* Data for processing *
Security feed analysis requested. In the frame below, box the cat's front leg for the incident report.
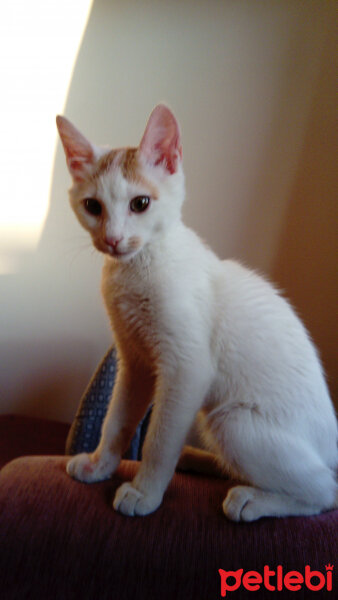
[113,369,208,516]
[66,366,154,483]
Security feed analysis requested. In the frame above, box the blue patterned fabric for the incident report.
[66,348,150,460]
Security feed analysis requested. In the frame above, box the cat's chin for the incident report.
[103,248,140,262]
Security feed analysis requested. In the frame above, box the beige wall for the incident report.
[0,0,337,420]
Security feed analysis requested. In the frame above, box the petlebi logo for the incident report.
[218,563,333,598]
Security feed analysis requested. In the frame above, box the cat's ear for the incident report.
[140,104,182,175]
[56,116,96,181]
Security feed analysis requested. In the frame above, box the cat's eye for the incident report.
[129,196,150,213]
[83,198,102,217]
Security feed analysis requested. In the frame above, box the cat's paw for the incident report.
[113,482,162,517]
[66,453,116,483]
[222,485,262,521]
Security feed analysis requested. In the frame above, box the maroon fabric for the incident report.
[0,457,338,600]
[0,415,70,468]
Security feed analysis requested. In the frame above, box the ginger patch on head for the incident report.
[92,148,158,200]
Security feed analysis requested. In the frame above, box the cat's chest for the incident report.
[102,258,159,353]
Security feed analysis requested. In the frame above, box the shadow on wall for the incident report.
[271,19,338,408]
[0,0,337,421]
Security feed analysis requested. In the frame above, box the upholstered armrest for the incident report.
[0,457,338,600]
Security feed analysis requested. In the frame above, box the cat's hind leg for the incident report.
[222,485,322,521]
[202,407,337,521]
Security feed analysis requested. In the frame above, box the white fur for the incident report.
[59,106,337,520]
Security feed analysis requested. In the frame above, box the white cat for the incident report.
[57,105,337,521]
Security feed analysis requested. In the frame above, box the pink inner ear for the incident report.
[140,104,182,175]
[57,117,95,181]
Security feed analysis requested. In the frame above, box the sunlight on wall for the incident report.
[0,0,93,274]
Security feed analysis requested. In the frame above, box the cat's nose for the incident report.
[104,236,123,250]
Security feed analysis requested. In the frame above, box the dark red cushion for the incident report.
[0,415,70,468]
[0,457,338,600]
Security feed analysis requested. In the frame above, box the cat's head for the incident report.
[57,104,184,261]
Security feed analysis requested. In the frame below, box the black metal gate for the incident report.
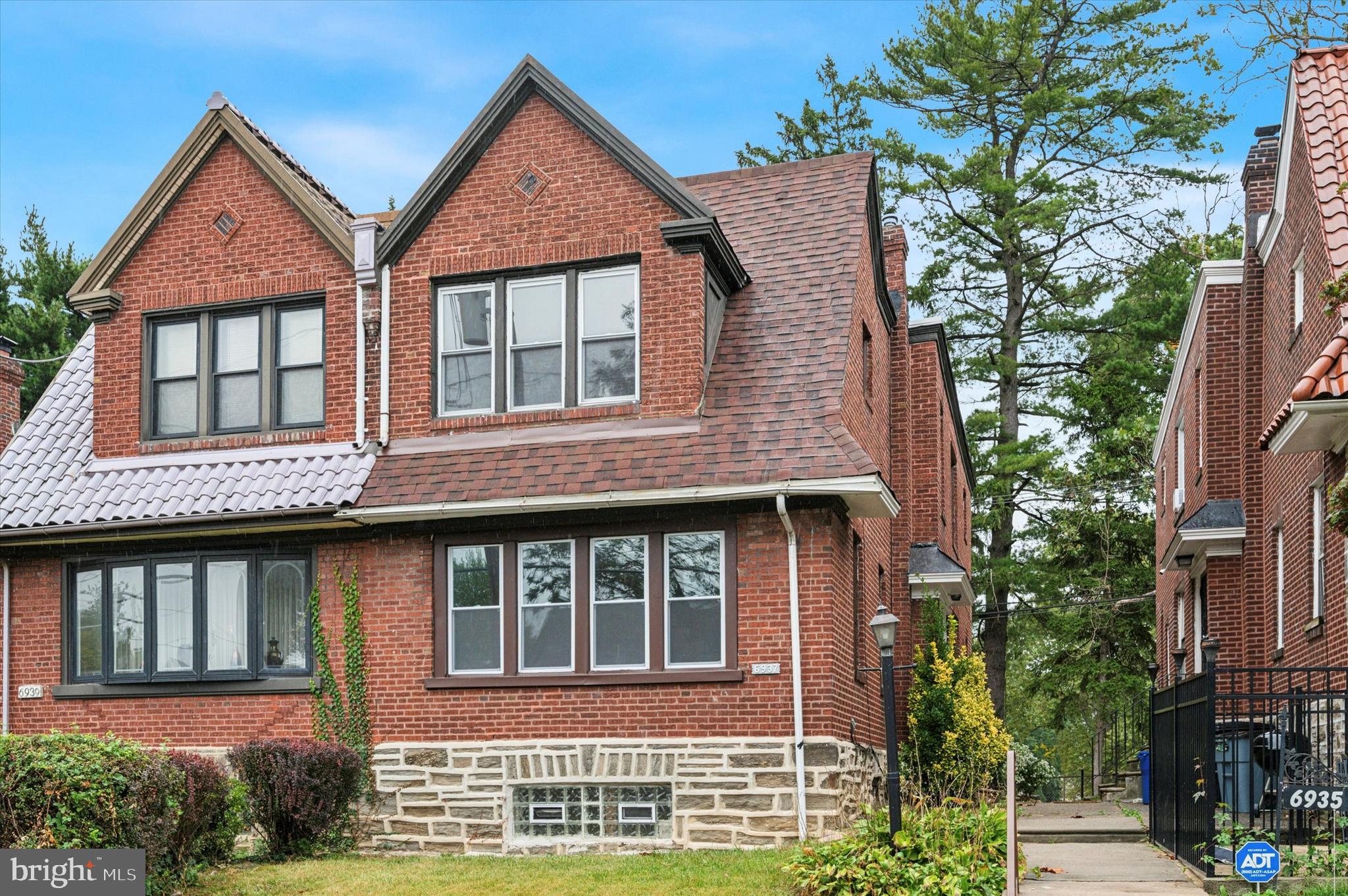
[1150,667,1348,873]
[1150,672,1217,869]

* What the task asks *
Rewrite the lines above as a Markdown table with two columns, Row and Line, numbering the rows and leaving out blank lines. Leave the pictures out of the table.

* In response *
| Row | Line |
|---|---|
| 1 | Security feed analysis requested. In the frame below, box the cat's front leg for the incident report. |
| 2 | [113,369,208,516] |
| 3 | [66,366,154,483] |
| 4 | Security feed analysis requested. In the frame above, box the blue patterned fabric for the incident report. |
| 5 | [66,348,150,460] |
| 6 | Security feed analysis requested. In the frame above, box the cat's chin for the incident report. |
| 7 | [103,248,140,262] |
| 8 | Security feed analysis requested. In the frame above, box the beige wall for the incident report. |
| 9 | [0,0,337,420] |
| 10 | Security feed analysis requested. In the frame above, box the petlebi logo for the incident report. |
| 11 | [218,563,333,598] |
| 12 | Security feed analysis requested. In the frame above, box the cat's ear for the incident report. |
| 13 | [140,104,182,175] |
| 14 | [56,116,96,181] |
| 15 | Security feed analysis requested. In the frame above, box the cat's eye for the incident report. |
| 16 | [129,196,150,213] |
| 17 | [83,198,102,217] |
| 18 | Security feed analysis requested. In the frame above, box the cat's paw for the incident report. |
| 19 | [113,482,162,517] |
| 20 | [66,453,116,483] |
| 21 | [222,485,262,521] |
| 22 | Security feed analysis requested. In the frame above, box the maroon fabric for the incident report. |
| 23 | [0,457,338,600] |
| 24 | [0,415,70,468] |
| 25 | Security feed analysis requested. In the frame above, box the ginger patch on head for the incident report. |
| 26 | [92,148,158,200] |
| 27 | Security feed analysis requested. In the frame above, box the cat's chest for the incident report. |
| 28 | [102,258,159,353] |
| 29 | Security feed analysis requested. In the frame above, box the shadow on wall for the incident report. |
| 30 | [271,19,338,408] |
| 31 | [0,0,337,421] |
| 32 | Security feed analysis requested. In the frame above, box the upholstered armrest for the incident report. |
| 33 | [0,457,338,600] |
| 34 | Security feed analysis requested. In the frame above, box the cat's hind leg for the incident report. |
| 35 | [222,485,322,521] |
| 36 | [202,407,337,521] |
| 37 | Security feed analysis requested. In the frame above, box the white fur for the incident report. |
| 38 | [59,106,337,520] |
| 39 | Security feed analysis requested. In the frame above, box the white cat for the incident report. |
| 40 | [57,105,337,521] |
| 41 | Security feed analysis requested. In the frame above, box the pink inner ear for the incident report. |
| 42 | [140,104,182,175] |
| 43 | [57,117,95,181] |
| 44 | Security feed analysis requested. In the frame above, box the sunlight on wall for the incident report. |
| 45 | [0,0,93,274] |
| 46 | Security feed analysis requested. In the frame above, box the cat's nose for the incident report. |
| 47 | [104,236,123,250] |
| 48 | Security feed analysis requested. In the frame above, box the dark red cushion for the incident report. |
| 49 | [0,415,70,468] |
| 50 | [0,457,338,600] |
| 51 | Security feed analysis requested. In the frame above, box the cat's head for the incident report. |
| 52 | [57,104,184,261] |
| 53 | Security feed analysis requested. In the frame below, box the black metal gate for the incident report. |
| 54 | [1150,667,1348,873] |
| 55 | [1150,672,1217,869] |